DATA FOR THIS TASK =
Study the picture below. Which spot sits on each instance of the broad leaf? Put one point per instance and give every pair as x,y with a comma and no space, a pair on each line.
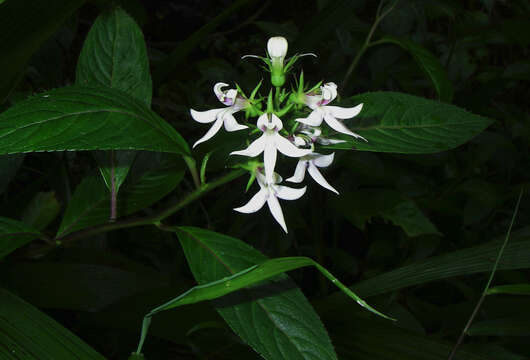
115,55
90,204
275,318
32,335
429,65
79,118
401,123
14,234
25,26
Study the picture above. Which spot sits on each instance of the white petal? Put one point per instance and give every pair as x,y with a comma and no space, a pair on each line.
339,127
323,160
287,193
314,119
213,130
254,149
269,158
231,123
255,203
344,113
299,172
205,116
276,211
288,148
317,176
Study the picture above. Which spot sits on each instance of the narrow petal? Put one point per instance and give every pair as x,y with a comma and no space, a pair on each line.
344,113
205,117
276,211
339,127
256,203
231,123
299,172
314,119
317,176
213,130
324,160
269,158
254,149
288,148
287,193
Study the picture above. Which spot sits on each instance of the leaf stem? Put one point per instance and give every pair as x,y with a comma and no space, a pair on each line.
485,291
367,44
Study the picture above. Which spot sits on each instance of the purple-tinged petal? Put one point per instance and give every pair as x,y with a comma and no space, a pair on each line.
317,176
256,203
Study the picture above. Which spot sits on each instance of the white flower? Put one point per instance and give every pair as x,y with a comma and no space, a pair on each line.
277,49
223,115
330,114
269,142
312,162
270,192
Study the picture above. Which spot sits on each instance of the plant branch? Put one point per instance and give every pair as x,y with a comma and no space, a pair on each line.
367,44
485,291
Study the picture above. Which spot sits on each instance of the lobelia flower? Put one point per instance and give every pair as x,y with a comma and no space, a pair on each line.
269,193
221,116
330,114
312,162
269,142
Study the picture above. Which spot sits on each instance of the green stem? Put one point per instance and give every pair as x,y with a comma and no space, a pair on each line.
485,291
367,43
155,218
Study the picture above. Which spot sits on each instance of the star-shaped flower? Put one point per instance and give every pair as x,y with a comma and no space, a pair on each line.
269,193
330,114
269,142
312,162
221,116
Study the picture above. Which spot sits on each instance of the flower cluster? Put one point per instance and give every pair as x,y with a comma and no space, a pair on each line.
298,138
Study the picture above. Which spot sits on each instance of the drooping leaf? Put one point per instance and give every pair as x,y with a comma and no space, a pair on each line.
428,63
25,26
402,123
29,334
275,318
115,55
515,289
79,118
90,204
14,234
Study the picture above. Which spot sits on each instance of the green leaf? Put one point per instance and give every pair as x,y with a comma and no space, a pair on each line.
14,234
115,55
25,26
463,262
90,204
515,289
274,318
407,215
402,123
428,63
79,118
41,210
31,335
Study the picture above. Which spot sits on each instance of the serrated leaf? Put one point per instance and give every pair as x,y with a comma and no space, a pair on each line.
80,118
25,26
115,55
428,63
514,289
14,234
402,123
275,319
90,204
32,335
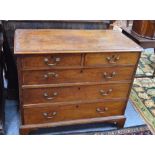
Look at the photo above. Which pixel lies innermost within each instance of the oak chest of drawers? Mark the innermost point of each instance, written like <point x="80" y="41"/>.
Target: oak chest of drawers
<point x="73" y="76"/>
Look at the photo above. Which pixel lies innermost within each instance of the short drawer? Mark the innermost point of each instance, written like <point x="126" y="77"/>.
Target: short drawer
<point x="75" y="93"/>
<point x="57" y="113"/>
<point x="50" y="61"/>
<point x="117" y="58"/>
<point x="77" y="75"/>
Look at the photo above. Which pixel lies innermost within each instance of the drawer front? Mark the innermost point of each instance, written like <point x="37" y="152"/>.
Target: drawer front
<point x="77" y="75"/>
<point x="50" y="61"/>
<point x="65" y="94"/>
<point x="111" y="58"/>
<point x="56" y="113"/>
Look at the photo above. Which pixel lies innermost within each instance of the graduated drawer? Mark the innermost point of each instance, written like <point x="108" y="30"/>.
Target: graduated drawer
<point x="55" y="76"/>
<point x="50" y="61"/>
<point x="77" y="75"/>
<point x="75" y="93"/>
<point x="56" y="113"/>
<point x="116" y="58"/>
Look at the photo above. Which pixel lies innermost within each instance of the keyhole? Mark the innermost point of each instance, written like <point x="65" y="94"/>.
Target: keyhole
<point x="81" y="71"/>
<point x="77" y="106"/>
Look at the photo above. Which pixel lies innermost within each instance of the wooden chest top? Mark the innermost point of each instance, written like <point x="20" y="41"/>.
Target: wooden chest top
<point x="42" y="41"/>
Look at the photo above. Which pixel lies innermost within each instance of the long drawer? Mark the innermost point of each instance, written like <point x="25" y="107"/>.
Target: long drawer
<point x="55" y="76"/>
<point x="117" y="58"/>
<point x="75" y="93"/>
<point x="56" y="113"/>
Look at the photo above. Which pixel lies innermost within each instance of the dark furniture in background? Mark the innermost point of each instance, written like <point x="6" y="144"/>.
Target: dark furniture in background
<point x="139" y="38"/>
<point x="1" y="86"/>
<point x="9" y="28"/>
<point x="144" y="28"/>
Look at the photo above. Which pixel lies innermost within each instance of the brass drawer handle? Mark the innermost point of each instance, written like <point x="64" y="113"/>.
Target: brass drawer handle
<point x="50" y="74"/>
<point x="56" y="60"/>
<point x="105" y="93"/>
<point x="109" y="76"/>
<point x="99" y="110"/>
<point x="52" y="97"/>
<point x="49" y="115"/>
<point x="113" y="59"/>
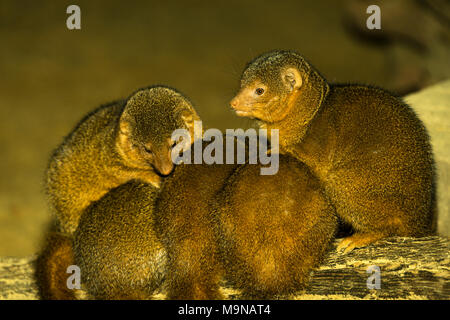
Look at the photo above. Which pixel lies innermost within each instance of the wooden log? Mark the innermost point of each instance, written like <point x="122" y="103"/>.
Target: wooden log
<point x="410" y="268"/>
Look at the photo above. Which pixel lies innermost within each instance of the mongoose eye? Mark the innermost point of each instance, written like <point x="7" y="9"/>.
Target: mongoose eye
<point x="148" y="150"/>
<point x="259" y="91"/>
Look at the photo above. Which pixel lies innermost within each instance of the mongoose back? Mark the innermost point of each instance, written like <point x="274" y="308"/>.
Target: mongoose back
<point x="116" y="247"/>
<point x="273" y="230"/>
<point x="264" y="233"/>
<point x="118" y="142"/>
<point x="368" y="148"/>
<point x="204" y="219"/>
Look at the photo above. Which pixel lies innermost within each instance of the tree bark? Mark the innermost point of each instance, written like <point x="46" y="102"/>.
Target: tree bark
<point x="410" y="268"/>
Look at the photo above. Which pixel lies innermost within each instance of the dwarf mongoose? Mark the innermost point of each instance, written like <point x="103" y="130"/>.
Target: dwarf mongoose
<point x="118" y="142"/>
<point x="116" y="247"/>
<point x="273" y="229"/>
<point x="262" y="232"/>
<point x="367" y="147"/>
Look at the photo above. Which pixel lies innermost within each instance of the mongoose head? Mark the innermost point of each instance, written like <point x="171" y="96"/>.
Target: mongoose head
<point x="146" y="125"/>
<point x="273" y="83"/>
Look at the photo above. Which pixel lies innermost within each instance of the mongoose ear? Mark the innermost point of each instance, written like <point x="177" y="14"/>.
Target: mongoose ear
<point x="124" y="125"/>
<point x="292" y="78"/>
<point x="188" y="117"/>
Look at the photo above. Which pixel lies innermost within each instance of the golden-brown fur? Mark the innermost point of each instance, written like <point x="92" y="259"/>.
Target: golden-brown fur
<point x="273" y="229"/>
<point x="124" y="140"/>
<point x="367" y="147"/>
<point x="116" y="247"/>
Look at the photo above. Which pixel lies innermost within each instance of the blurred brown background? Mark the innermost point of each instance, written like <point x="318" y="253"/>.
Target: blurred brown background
<point x="51" y="76"/>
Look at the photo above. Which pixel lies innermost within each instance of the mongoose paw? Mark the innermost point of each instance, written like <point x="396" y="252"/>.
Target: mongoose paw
<point x="357" y="240"/>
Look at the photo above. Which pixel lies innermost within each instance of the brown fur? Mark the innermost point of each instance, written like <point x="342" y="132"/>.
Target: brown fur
<point x="122" y="141"/>
<point x="116" y="247"/>
<point x="368" y="148"/>
<point x="51" y="266"/>
<point x="265" y="233"/>
<point x="185" y="226"/>
<point x="273" y="229"/>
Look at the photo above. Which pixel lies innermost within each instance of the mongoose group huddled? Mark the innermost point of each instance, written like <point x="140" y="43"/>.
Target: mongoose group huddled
<point x="126" y="140"/>
<point x="121" y="141"/>
<point x="349" y="152"/>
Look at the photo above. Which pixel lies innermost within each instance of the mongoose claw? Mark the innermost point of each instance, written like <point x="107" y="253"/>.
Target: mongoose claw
<point x="346" y="245"/>
<point x="357" y="240"/>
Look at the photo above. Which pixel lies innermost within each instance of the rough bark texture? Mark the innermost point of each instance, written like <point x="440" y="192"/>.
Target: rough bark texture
<point x="410" y="269"/>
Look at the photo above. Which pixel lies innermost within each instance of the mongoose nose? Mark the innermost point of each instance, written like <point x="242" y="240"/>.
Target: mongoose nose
<point x="166" y="169"/>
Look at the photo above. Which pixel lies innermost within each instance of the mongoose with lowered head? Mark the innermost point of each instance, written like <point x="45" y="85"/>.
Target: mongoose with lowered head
<point x="205" y="218"/>
<point x="124" y="140"/>
<point x="368" y="148"/>
<point x="264" y="233"/>
<point x="118" y="142"/>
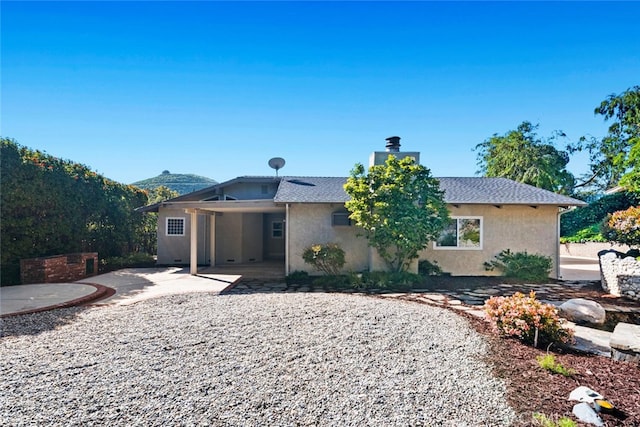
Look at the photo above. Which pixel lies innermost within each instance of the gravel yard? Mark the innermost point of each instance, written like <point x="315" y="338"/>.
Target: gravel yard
<point x="257" y="359"/>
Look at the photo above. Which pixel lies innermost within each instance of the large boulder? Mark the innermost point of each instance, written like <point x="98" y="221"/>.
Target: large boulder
<point x="625" y="343"/>
<point x="580" y="310"/>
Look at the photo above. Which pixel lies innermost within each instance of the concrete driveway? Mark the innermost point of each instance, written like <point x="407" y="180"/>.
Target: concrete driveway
<point x="127" y="286"/>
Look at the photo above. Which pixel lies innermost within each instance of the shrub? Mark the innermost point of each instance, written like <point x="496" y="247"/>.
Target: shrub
<point x="393" y="280"/>
<point x="623" y="227"/>
<point x="589" y="234"/>
<point x="522" y="266"/>
<point x="300" y="277"/>
<point x="593" y="214"/>
<point x="428" y="268"/>
<point x="549" y="363"/>
<point x="134" y="259"/>
<point x="527" y="319"/>
<point x="328" y="257"/>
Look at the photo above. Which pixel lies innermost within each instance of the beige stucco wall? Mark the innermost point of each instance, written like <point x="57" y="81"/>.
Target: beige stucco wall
<point x="311" y="223"/>
<point x="174" y="250"/>
<point x="238" y="238"/>
<point x="518" y="228"/>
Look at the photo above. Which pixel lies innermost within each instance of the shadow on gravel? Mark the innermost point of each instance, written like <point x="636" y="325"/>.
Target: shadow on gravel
<point x="36" y="323"/>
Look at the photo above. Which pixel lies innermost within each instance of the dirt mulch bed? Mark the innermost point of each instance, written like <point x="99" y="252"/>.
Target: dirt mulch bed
<point x="532" y="389"/>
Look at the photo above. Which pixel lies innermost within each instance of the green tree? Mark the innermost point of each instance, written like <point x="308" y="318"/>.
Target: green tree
<point x="400" y="207"/>
<point x="615" y="159"/>
<point x="522" y="156"/>
<point x="51" y="206"/>
<point x="161" y="193"/>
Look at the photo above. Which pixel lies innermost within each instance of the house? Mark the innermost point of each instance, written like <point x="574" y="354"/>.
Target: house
<point x="253" y="219"/>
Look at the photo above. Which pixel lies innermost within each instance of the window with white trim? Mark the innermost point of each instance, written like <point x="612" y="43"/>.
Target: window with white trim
<point x="277" y="229"/>
<point x="463" y="232"/>
<point x="175" y="226"/>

TASK DIRECTIONS = Retype exactly the lines from the one containing "of the house?" through the last line of the records above, including both.

OUTPUT OF THE EXERCISE =
Look at the photo above. Which pixel lies innermost within each instance of the house? Mark the innermost point of each instance, written like <point x="574" y="354"/>.
Target: house
<point x="253" y="219"/>
Look at the photo above. Which pixel lies innermost within each instance of the window with white trim? Mark the innermost point of each instance, written like <point x="612" y="43"/>.
Target: window with white trim
<point x="277" y="229"/>
<point x="463" y="232"/>
<point x="175" y="226"/>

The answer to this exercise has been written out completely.